Problem statement ->
All lines from the one that mentions "[point] every instance of the dark flag" through the last of the entries below must be copied exactly, with both ends kept.

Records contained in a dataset
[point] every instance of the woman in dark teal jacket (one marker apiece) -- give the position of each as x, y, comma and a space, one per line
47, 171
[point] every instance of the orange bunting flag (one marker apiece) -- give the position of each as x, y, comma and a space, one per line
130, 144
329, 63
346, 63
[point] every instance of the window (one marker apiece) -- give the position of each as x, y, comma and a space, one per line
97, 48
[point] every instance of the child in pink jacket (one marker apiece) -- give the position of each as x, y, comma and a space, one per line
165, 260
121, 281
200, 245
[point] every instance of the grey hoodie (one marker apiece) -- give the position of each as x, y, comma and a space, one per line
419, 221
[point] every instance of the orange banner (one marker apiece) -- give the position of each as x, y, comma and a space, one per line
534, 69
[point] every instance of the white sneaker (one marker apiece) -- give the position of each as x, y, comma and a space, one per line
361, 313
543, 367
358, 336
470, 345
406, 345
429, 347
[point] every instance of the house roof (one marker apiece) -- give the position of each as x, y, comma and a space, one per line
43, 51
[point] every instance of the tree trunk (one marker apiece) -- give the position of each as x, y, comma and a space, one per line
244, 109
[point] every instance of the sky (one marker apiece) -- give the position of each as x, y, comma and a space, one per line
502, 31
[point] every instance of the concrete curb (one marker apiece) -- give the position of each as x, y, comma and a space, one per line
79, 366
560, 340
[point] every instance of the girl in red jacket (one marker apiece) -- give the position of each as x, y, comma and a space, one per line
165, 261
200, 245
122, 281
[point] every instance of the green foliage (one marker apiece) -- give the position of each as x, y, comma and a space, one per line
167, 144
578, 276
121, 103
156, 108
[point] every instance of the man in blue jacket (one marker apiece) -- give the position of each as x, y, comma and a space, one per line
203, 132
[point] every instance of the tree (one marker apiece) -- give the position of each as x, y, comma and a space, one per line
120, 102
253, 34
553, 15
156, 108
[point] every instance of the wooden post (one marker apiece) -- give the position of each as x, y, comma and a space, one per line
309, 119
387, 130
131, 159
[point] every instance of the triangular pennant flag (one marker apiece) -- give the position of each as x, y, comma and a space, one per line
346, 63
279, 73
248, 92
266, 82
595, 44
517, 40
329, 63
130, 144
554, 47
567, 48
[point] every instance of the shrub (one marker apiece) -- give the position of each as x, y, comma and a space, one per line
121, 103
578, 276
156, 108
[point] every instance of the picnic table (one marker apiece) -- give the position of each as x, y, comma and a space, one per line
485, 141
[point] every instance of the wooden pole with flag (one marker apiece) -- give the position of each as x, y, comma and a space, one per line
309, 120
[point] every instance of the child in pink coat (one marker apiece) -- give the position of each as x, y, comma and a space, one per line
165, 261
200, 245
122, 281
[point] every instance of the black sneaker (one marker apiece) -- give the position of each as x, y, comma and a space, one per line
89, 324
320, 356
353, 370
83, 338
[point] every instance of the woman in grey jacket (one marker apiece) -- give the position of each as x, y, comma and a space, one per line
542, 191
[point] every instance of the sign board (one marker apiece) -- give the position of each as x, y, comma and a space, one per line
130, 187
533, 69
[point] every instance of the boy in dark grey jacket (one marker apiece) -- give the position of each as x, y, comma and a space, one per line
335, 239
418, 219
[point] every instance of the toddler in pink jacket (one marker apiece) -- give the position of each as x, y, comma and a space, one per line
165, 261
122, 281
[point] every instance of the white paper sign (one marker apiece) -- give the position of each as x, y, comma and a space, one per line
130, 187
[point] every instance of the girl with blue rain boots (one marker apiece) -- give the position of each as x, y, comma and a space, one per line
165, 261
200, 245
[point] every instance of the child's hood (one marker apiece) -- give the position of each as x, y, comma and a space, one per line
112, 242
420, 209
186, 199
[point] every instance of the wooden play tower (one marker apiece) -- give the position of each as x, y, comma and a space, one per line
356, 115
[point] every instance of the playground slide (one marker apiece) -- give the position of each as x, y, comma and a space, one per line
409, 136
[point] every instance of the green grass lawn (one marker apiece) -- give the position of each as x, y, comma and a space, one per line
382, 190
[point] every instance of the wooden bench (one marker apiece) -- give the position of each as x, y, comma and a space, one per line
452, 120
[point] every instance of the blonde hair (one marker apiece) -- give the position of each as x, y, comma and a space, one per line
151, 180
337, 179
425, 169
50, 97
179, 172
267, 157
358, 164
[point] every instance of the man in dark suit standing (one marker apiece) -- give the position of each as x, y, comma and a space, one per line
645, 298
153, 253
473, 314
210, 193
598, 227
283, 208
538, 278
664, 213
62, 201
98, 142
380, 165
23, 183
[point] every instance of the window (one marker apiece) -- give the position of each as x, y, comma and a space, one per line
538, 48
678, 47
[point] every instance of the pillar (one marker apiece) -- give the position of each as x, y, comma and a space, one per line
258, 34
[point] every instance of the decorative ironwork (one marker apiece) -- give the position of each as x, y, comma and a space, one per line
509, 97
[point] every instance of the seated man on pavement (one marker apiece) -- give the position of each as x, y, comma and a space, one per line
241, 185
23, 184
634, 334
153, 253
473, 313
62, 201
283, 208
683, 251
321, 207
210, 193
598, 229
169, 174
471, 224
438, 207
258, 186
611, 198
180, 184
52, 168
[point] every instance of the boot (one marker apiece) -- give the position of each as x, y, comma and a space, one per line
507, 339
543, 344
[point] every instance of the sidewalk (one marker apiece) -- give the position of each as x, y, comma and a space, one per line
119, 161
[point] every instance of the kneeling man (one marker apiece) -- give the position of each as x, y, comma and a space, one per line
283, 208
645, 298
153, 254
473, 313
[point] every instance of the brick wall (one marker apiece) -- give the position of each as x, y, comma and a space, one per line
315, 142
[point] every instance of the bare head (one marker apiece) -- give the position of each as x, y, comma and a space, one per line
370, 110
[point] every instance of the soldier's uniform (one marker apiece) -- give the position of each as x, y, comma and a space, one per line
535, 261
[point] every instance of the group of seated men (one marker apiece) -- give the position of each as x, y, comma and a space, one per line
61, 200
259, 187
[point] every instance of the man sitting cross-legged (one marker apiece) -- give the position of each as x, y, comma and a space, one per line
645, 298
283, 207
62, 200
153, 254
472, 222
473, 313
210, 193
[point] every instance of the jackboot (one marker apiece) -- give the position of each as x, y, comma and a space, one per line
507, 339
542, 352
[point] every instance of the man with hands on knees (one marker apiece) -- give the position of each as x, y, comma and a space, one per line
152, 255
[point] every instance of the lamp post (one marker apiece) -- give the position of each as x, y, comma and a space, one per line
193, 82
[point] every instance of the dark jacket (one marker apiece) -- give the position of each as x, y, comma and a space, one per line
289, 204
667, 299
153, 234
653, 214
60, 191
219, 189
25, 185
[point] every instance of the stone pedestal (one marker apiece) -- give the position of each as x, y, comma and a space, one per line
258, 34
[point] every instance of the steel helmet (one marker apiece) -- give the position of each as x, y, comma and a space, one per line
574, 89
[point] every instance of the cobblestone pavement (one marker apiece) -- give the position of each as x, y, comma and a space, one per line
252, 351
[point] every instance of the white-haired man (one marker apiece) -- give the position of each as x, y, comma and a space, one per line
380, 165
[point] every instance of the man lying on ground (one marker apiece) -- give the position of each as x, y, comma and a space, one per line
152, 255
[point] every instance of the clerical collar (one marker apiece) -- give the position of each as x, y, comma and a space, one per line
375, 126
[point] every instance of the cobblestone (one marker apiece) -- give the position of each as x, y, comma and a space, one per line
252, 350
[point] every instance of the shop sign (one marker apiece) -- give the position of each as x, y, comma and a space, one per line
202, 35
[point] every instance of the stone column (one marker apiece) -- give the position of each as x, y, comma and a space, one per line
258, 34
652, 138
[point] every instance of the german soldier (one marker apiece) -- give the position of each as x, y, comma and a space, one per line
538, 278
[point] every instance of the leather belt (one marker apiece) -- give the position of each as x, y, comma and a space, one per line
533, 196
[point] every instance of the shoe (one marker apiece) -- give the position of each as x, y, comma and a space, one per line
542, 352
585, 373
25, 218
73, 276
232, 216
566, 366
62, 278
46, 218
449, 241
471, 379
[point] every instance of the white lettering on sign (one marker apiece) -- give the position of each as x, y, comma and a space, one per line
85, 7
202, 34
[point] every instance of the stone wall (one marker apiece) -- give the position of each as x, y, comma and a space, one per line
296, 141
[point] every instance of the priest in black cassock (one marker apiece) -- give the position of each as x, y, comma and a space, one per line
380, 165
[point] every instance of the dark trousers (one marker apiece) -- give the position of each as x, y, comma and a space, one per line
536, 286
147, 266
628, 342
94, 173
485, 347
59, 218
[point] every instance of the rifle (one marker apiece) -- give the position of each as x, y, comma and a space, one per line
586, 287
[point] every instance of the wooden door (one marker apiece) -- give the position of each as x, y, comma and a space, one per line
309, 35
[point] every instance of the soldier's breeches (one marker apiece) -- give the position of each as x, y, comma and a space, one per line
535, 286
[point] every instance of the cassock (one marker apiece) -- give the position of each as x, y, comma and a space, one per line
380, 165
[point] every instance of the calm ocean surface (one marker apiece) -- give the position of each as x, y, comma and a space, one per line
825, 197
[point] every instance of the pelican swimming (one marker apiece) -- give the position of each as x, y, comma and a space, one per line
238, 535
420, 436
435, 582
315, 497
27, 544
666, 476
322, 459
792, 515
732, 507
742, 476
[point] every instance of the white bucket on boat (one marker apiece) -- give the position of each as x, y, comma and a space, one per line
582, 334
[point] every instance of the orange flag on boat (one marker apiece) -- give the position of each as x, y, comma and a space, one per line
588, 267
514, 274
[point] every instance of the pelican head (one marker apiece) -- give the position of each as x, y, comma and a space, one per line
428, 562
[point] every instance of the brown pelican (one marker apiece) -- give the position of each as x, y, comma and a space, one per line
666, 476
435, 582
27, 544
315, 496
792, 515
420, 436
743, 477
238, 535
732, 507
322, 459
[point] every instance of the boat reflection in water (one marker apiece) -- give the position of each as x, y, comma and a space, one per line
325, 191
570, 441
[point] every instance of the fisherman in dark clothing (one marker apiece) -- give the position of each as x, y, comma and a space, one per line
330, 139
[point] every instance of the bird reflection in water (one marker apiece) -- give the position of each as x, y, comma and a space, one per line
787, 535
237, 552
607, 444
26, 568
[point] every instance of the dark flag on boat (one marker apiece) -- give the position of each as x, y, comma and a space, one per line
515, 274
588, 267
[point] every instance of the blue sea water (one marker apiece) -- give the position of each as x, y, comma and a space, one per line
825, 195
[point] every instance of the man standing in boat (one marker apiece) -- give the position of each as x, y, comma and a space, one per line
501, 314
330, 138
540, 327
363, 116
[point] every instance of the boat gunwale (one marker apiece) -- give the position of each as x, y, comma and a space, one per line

Your solution ->
[point] every instance of the dark flag on boat (one marker apiece) -- give the position of each as x, y, comma and a space, one per line
515, 274
588, 267
[point] every instance of the blue sea water (one marker apiece) -- give the position of each as x, y, comma and a space, one per line
825, 195
[point] every instance of the man standing in boat (one marker apiece) -- give the position of each as x, y, comma and a space, one per line
501, 314
330, 138
540, 327
363, 116
[point] every instance of the boat gunwale (one marker apiece) -- give the position of each as x, y, comma and a space, one per line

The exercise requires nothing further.